* _Exercise details_
Transcribe, without any alteration, only the lines that begin at the line containing "positive clicks: (393, 184) (517, 243)" and run to the last line below.

[[ Records for the exercise open ]]

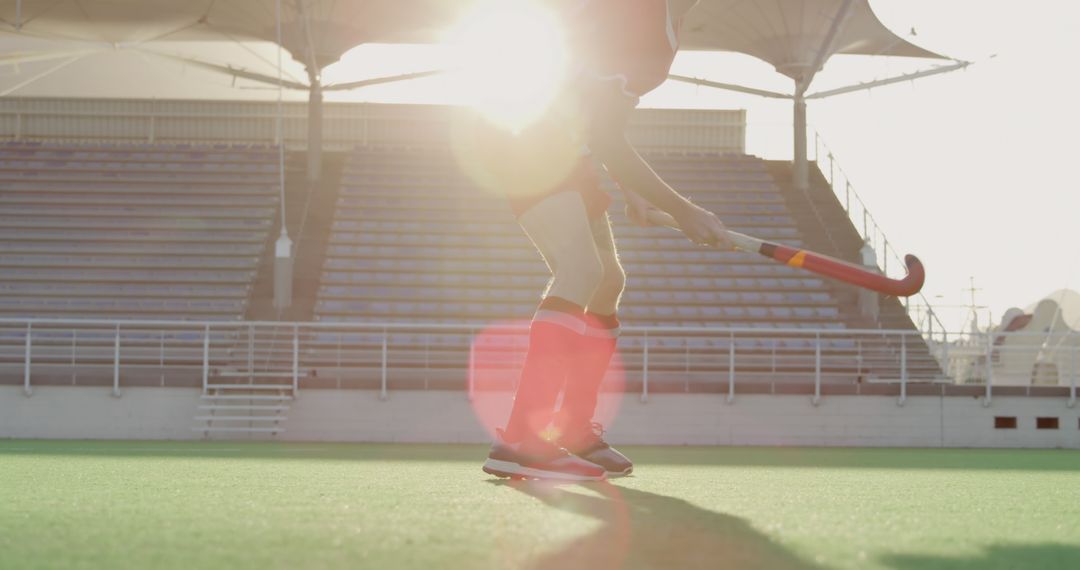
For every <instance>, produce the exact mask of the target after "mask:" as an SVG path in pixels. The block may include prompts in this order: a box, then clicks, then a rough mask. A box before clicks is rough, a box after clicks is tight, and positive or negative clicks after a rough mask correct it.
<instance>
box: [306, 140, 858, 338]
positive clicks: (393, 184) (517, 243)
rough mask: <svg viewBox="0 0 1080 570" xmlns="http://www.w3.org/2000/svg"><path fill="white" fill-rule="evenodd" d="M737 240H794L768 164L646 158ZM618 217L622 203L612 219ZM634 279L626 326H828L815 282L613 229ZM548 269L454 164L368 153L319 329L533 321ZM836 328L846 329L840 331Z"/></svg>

[[ Records for the exercise closed ]]

* _Finished task_
positive clicks: (393, 184) (517, 243)
rough mask: <svg viewBox="0 0 1080 570" xmlns="http://www.w3.org/2000/svg"><path fill="white" fill-rule="evenodd" d="M737 240H794L768 164L646 158ZM618 217L622 203L612 219ZM634 279L626 326H828L815 282L613 229ZM548 269L454 164L368 153L319 329L533 321ZM836 328L846 329L840 331Z"/></svg>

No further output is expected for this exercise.